● Exercise requirements:
For this exercise, repeat the whole listing below exactly. Leave the pictures out.

● Listed records:

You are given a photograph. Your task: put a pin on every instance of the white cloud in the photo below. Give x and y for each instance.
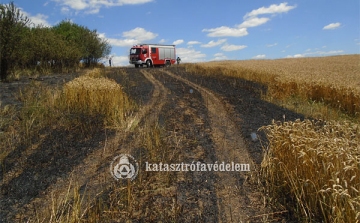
(93, 6)
(190, 55)
(332, 26)
(271, 45)
(226, 31)
(219, 56)
(140, 34)
(213, 43)
(260, 56)
(193, 42)
(38, 19)
(132, 37)
(272, 9)
(228, 47)
(316, 53)
(252, 22)
(178, 42)
(295, 56)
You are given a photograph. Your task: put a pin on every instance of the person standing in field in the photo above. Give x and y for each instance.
(178, 60)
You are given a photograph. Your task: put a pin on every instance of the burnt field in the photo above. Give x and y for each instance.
(60, 172)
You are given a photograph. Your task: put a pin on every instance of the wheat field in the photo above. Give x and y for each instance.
(333, 80)
(311, 167)
(315, 167)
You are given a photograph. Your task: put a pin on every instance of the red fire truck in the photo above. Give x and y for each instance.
(152, 55)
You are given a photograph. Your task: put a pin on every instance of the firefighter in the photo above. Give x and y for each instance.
(178, 60)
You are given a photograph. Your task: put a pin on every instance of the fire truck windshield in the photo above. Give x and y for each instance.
(135, 51)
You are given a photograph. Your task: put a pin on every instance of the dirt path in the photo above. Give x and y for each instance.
(193, 124)
(235, 198)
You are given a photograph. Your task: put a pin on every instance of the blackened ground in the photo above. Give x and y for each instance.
(251, 112)
(185, 115)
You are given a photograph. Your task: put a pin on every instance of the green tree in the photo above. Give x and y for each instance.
(90, 45)
(13, 27)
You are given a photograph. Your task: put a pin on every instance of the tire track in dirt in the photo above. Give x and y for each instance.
(92, 175)
(236, 200)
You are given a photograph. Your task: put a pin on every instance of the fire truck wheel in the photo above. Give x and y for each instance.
(148, 63)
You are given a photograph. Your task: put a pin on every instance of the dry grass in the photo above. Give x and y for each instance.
(311, 167)
(93, 94)
(315, 167)
(331, 80)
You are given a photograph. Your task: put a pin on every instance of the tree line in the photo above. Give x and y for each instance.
(63, 46)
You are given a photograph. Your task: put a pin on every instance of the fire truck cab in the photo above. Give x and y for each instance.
(152, 55)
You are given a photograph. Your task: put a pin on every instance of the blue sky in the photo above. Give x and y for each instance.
(213, 29)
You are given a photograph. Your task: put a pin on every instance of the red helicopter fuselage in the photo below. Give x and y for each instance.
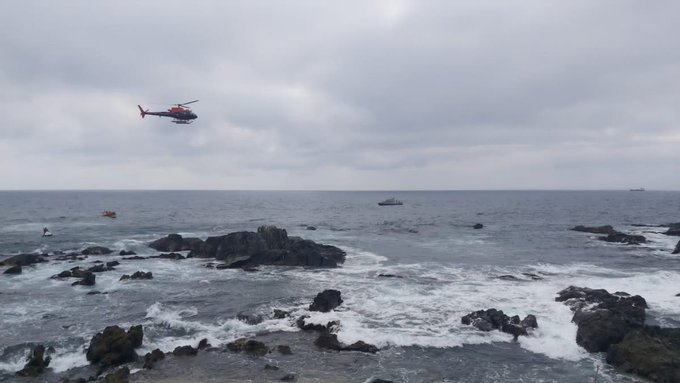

● Reply:
You are given a photograph. Your task: put a pin on every instance of the white cloud in the photo below. Give x and y for each instance.
(93, 6)
(190, 55)
(332, 26)
(271, 45)
(226, 31)
(219, 56)
(140, 34)
(213, 43)
(260, 56)
(193, 42)
(38, 19)
(132, 37)
(272, 9)
(228, 47)
(316, 53)
(252, 22)
(178, 42)
(295, 56)
You are given a photograph. Your task: put a pin on every instance of the person standing in field in the photo above. Give x and y for each instance.
(178, 60)
You are given a photograph. Your task: put a pin on every instance of the burnt field in the photo above. Give x and y for each instance.
(60, 172)
You are given a photograph. Your task: put a pin on every instance of the wheat field in the photo above. Give x and y for each instance.
(333, 80)
(311, 167)
(315, 167)
You are given a photograph. Your task: put a pin on every instance of the red fire truck in the photo above. Give x and y for each instance.
(152, 55)
You are given a photograph. Your task: put a pin on every instance of the firefighter in the photo above. Give x and y for each instance.
(178, 60)
You are given a photograph. Your task: put a pin on every instance of the fire truck windshield in the photo above. Give x and y for each instance.
(135, 51)
You are given a photograph. Your task: put a pin on every instance of the dirt path in the photo above. Give x and y for each instance.
(193, 124)
(235, 198)
You are given a photograph. Your task: put a pin on every instance of the blackened ground in the photo above. Give x and y for each instance.
(251, 112)
(185, 115)
You are given a photograph. Your task: put a pin on every instance of the green tree in the photo above. Give x and y for each instance.
(90, 45)
(13, 27)
You are given a photograph. Your task: put a pin on every instance of the tire track in dirt in the photo above. Give x and y for each instance.
(92, 175)
(236, 200)
You are given a photograph. Your task: put a pin on every instance of the fire truck wheel in the photo above. Give x and y for each instance.
(148, 63)
You are given a photograph. Your task: put a pin on every instance of the dry grass in the photo above. Give x and y for each instance.
(311, 167)
(93, 94)
(315, 167)
(331, 80)
You are given a photograph. Your task: put a pin on every instance of the tree line in the photo above. Give x and y for each instance.
(63, 46)
You are given a photograph. Your task: put a pin on every instance of the fire truck cab in the photo above. Give x and y for each instance.
(152, 55)
You are given a photograph. Your task: put a pin on every instance of the blue sky in the photo above. Give x and y for each instance.
(213, 29)
You are given a photograph. Your task: put a pin on every instance of the red helicopter fuselage in the photo below. Give x and y for each instance.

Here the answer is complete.